> **To be done**:
Reproduce every entry exactly and leave its pictures out.

> **Records provided**:
=-=-=

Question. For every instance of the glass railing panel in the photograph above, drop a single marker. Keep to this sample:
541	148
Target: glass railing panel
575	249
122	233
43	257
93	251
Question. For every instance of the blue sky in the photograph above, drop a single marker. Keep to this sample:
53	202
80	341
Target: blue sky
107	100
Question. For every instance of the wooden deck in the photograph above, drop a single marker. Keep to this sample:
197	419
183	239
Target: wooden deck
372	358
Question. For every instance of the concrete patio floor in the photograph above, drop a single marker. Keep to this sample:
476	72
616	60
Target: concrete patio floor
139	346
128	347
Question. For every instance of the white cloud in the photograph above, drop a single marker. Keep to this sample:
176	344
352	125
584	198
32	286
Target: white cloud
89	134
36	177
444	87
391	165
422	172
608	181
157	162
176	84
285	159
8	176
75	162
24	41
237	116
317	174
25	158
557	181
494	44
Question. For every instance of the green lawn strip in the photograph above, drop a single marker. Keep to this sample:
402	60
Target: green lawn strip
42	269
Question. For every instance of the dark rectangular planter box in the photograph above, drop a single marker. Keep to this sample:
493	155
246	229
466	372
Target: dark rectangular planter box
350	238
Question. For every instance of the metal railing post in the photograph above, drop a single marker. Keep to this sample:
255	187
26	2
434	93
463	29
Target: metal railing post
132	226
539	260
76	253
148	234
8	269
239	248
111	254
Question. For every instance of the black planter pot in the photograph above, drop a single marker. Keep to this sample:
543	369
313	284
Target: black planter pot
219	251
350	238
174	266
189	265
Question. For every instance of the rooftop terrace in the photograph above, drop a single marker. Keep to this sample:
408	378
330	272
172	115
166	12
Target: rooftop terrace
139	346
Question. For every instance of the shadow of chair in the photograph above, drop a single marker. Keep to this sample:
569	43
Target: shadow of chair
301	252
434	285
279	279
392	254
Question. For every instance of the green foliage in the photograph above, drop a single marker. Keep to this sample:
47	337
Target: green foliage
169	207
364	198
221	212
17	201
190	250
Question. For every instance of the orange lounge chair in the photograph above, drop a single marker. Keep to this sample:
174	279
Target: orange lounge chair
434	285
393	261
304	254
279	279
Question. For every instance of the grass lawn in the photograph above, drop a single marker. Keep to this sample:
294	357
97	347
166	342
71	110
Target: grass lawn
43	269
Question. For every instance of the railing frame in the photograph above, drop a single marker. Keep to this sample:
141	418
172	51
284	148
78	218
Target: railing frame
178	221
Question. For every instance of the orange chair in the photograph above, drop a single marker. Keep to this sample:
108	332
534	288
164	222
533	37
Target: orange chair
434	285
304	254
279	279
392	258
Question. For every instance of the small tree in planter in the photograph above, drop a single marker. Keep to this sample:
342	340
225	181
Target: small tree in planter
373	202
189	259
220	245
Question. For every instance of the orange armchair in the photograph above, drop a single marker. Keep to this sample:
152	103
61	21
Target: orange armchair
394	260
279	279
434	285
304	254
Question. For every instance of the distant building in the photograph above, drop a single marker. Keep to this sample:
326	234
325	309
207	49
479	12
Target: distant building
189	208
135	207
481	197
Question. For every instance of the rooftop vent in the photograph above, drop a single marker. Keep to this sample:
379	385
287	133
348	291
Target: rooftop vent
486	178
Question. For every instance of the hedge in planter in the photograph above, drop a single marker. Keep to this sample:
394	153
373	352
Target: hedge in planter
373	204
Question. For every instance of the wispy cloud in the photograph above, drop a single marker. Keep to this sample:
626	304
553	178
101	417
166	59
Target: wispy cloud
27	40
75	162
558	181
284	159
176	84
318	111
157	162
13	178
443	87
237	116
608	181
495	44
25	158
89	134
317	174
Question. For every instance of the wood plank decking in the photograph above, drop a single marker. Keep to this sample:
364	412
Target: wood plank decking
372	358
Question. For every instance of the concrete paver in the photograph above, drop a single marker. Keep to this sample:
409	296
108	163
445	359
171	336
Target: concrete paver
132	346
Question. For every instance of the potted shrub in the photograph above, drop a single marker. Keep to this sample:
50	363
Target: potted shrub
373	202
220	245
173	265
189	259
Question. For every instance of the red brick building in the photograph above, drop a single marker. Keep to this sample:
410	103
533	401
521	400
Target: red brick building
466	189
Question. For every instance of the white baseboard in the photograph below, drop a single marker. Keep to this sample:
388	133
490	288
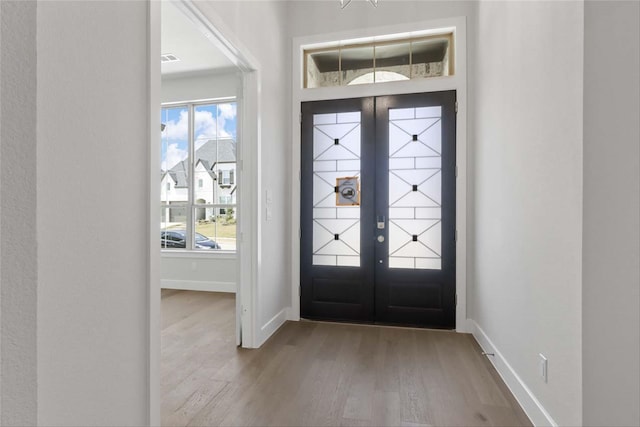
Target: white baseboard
272	325
193	285
525	397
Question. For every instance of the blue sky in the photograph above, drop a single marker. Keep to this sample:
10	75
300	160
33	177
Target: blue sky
210	120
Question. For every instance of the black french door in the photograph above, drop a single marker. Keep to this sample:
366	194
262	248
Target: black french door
378	210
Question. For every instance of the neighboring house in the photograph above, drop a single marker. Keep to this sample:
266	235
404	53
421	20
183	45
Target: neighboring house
214	180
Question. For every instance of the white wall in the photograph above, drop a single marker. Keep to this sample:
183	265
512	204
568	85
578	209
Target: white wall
262	28
18	257
93	117
199	272
181	87
528	198
611	251
322	17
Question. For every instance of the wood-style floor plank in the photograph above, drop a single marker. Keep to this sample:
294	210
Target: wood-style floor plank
322	374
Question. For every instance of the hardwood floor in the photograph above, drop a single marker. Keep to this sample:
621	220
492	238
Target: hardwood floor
322	374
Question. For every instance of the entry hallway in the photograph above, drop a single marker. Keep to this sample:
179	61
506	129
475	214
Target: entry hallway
322	374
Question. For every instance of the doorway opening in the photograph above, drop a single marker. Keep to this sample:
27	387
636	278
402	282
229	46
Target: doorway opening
207	280
378	209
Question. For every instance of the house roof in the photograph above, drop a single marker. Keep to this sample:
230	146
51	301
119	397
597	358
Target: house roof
209	154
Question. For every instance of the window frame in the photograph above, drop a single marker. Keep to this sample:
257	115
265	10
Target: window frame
191	205
446	33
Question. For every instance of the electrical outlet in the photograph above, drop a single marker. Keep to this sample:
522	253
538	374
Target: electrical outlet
543	367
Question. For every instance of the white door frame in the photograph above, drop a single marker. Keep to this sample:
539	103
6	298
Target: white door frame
248	225
458	82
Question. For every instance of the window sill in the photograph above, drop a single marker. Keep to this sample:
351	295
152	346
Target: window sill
219	254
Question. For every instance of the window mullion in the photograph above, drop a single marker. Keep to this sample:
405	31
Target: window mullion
190	181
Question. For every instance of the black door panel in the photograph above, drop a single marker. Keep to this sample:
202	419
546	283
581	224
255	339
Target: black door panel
383	249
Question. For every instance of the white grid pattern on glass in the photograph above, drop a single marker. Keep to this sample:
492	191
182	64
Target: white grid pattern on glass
336	154
415	188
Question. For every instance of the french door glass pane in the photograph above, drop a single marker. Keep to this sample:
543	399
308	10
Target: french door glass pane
336	159
415	188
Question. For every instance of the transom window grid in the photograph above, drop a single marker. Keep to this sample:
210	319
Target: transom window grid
379	61
336	155
207	222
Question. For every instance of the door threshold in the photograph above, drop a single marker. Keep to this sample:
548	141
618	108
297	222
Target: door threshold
376	324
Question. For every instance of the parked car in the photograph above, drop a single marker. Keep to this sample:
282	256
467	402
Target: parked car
178	239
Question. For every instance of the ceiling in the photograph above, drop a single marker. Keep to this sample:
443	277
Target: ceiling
181	38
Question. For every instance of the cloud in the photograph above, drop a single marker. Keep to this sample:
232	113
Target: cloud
206	127
179	129
173	156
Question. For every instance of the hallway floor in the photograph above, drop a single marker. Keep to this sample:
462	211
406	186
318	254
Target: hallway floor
322	374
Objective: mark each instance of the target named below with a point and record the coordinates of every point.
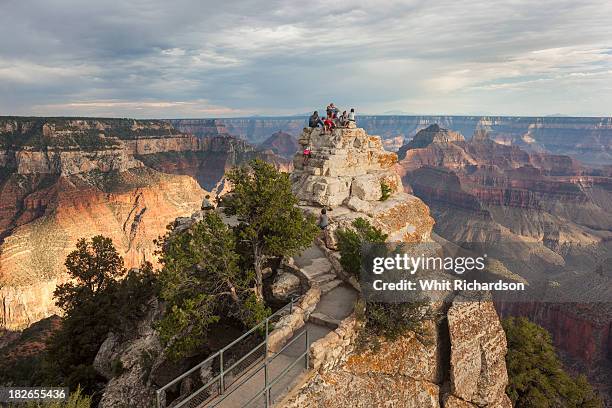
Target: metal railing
(265, 391)
(189, 388)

=-=-=

> **Written response**:
Question. For every instance of the glass railing panel in the photograph above, drop a single marker. Keep to this sample:
541	148
Target: glass railing panel
575	249
122	233
43	257
93	251
Question. For every instance of the blue sky in the photograph above, drop a single marker. Keep to this sample:
53	202
80	341
Target: blue sky
107	100
Question. For every instance of the wooden deck in the photograph above, drop a single marker. Keep to this sample:
197	419
183	239
Target: wooden deck
372	358
Question. For every instance of the concrete patio floor in the photograph above, drop a single marker. Keep to this sample:
476	72
616	60
Target: concrete patio floor
139	346
128	347
Question. For every instance of the white cloud in the photograph above, drop a single marker. Keep to this sample:
176	344
352	125
584	198
32	286
Target: white cloud
89	134
36	177
444	87
391	165
422	172
608	181
157	162
176	84
285	159
8	176
75	162
24	41
237	116
317	174
25	158
557	181
494	44
Question. For every instance of the green lawn strip in the photograph above, drop a single marker. Keep to this sample:
402	60
Target: green lawn strip
42	269
Question. For every instance of the dark rectangular planter box in the photograph above, drop a single marker. Keep to this sample:
493	155
246	229
466	372
Target: dark rectangular planter box
350	238
Question. For every instance of the metal railing post in the photograph above, drop a single marker. Keep to this sample:
255	187
26	2
434	93
463	29
Target: metal railing post
132	226
539	260
76	253
148	234
8	269
239	248
111	254
Question. For every instance of the black planter pot in the photograph above, drop a single marker. Keep to this sample:
543	369
313	284
Target: black planter pot
219	251
350	238
174	266
189	265
Question. For every instance of the rooftop terrace in the photograph above, drop a single marker. Keep to this sample:
408	378
330	272
172	115
166	12
Target: rooftop terrace
139	346
Question. For every instance of the shadow of chair in the photograph above, drop a single marker. Keep to this sample:
569	43
Target: shadow of chair
301	252
434	285
279	279
392	254
Question. For every instance of the green foliage in the photograph above, drop a single marker. Keep to this sample:
47	337
Target: green foliage
169	207
364	198
221	212
17	201
190	250
Question. For every instance of the orange lounge chair in the photograph above, drop a single marker. Keep to this sample:
174	279
Target: orange lounge chair
434	285
393	261
304	254
279	279
Question. For every instance of the grass lawn in the photograph above, drop a single marker. Keep to this sample:
294	357
97	347
166	342
71	110
Target: grass lawn
43	269
Question. For every instance of the railing frame in the photograph above, drop a single marker. Keep to this sample:
141	418
172	51
284	148
78	218
Target: railing frame
178	221
Question. For every instance of the orange chair in the photograph above, drop a single marker. Keep to this sample:
108	332
534	288
164	222
533	37
Target: orange chair
434	285
304	254
279	279
392	258
Question. For every instance of the small tree in planter in the photograph above, drop a single marker. Keep to this sample:
342	340
225	181
Target: small tree in planter
373	202
189	259
220	245
Question. For every instance of the orange armchair in the photograph above, drop a single marker. Keep to this sample:
152	103
61	21
Target: orange armchair
394	260
279	279
434	285
304	254
Question. For every instance of the distant building in the photograph above, drop a single marker. Keep to this sample:
326	234
325	309
207	49
479	12
Target: distant building
189	208
135	207
481	197
Question. For every instance of the rooftop vent in the photograph above, drop a single marker. Keep to this sample:
379	385
287	133
348	291
Target: rooftop vent
486	178
Question. For every instance of the hedge in planter in the photograph above, drop a single marker. Keep to this sample:
394	153
373	352
Target: hedge in planter
373	204
Question. For every instance of the wispy cloud in the photograph above, drop a single marker. Keep to this sample:
626	304
553	178
101	417
166	59
Target: wispy cloud
27	40
75	162
558	181
284	159
176	84
318	111
157	162
13	178
443	87
237	116
608	181
495	44
25	158
89	134
317	174
Question. For every instance of the wood plank decking in the photograph above, drop a single marker. Keep to this sample:
364	412
Target: wood plank decking
372	358
Question. For every instance of the concrete paver in the photograph above, drop a single marker. Keep to this sample:
409	296
108	163
445	359
171	336
Target: concrete paver
132	346
Question. For every instance of the potted shrub in the photograph above, drop a single marker. Keep to this sample:
50	363
Target: potted shrub
373	202
220	245
173	265
189	259
Question. For every instance of the red brick building in the photograph above, drop a single marker. Keep to this sample:
410	103
533	401
521	400
Target: red brick building
466	189
Question. For every instance of the white baseboard in the photograph below, drop a single marker. Keep to this sample:
388	133
490	288
Target: white baseboard
272	325
193	285
525	397
Question. For every instance of the blue sky in the photograph above, drop a single marker. Keep to this sample:
10	75
300	160
33	177
Target: blue sky
210	120
Question. For every instance of the black french door in the photograph above, drop a single marker. Keep to this sample:
366	194
262	248
Target: black french door
378	210
Question. For every instance of the neighboring house in the photograph above, drop a single marker. Keep to this sample:
266	235
404	53
421	20
183	45
Target: neighboring house
214	180
Question. For every instance of the white wall in the photograph above, drop a single marker. Keep to this sample:
183	265
512	204
568	85
578	209
Target: white wall
262	28
18	257
93	117
199	272
181	87
528	198
611	251
322	17
Question. For every instance of the wood-style floor plank in the photograph above, drop a single marker. Keep to this sample:
294	210
Target: wood-style floor plank
322	374
Question. For every instance of the hardwood floor in the photograph above, drop a single marker. Keep to this sample:
621	220
492	238
Target: hardwood floor
322	374
Question. For every instance of the entry hallway in the photograph above, drop a single marker. Keep to this sample:
179	61
506	129
475	214
Target: entry hallway
322	374
Question. For every instance of the doorway opening in the photograph above, drop a single marker. Keep to this sample:
27	387
636	278
402	282
229	46
Target: doorway opening
207	280
378	209
Question. For every instance of the house roof in the photograph above, drop a single marker. Keep to this sample:
230	146
51	301
119	397
597	358
Target: house roof
209	154
Question. For every instance of the window frame in the photograph above, drop a single marker. Keep to this sample:
257	115
265	10
Target: window frame
191	205
446	33
Question. For every instance of the electrical outlet in the photograph above, drop a single marker. Keep to this sample:
522	253
538	374
Target: electrical outlet
543	367
Question. For every instance of the white door frame in the photograph above, drop a single marker. Keep to this sample:
539	103
6	298
Target: white door frame
248	225
458	82
Question. For every instance of the window sill in the photograph above, drop a single marker. Keep to this sample:
351	295
152	346
Target: window sill
219	254
Question. For every instance of the window mullion in the photograph above, drop a single marker. Keep to this sample:
405	31
Target: window mullion
190	181
Question. For every instance of the black door panel in the photograph above, drop a single marker. Keep to this sample:
202	419
546	283
581	224
255	339
Target: black door panel
383	249
Question. For every instance of the white grid pattern on glass in the photograph above, drop a single marker. Keep to this sample:
492	191
182	64
Target: white grid pattern on glass
336	154
415	188
Question. For every instance of the french door glass pane in the photograph above, drop a single marker. Keep to this sample:
543	399
308	10
Target: french door glass pane
336	159
415	188
Question. For every instance of the transom window grid in the photograph above, drop a single marker. Keep to this sample:
210	319
Target: transom window grid
379	61
336	155
207	222
Question. For every instance of the door threshold in the photograph above, drop a single marker. Keep to this sample:
548	141
618	108
297	222
Target: door threshold
376	324
Question. For every instance of the parked car in the photograph above, drop a single marker. Keep to this sample:
282	256
467	402
Target: parked car
178	239
Question. For every instance of the ceiling in the photograph above, drop a single marker. Keep to this sample:
443	277
Target: ceiling
181	38
Question. For every instance of the cloud in the photograph above, drop a single marker. Keep to this sample:
232	113
Target: cloud
206	127
179	129
173	156
Question. For every instance of the hallway floor in the photograph above, drop a single marker. Keep to this sample:
462	211
406	186
318	254
Target: hallway floor
322	374
Objective: mark each instance of the target named below with a point and record the coordinates of every point.
Target: metal railing
(265, 391)
(189, 388)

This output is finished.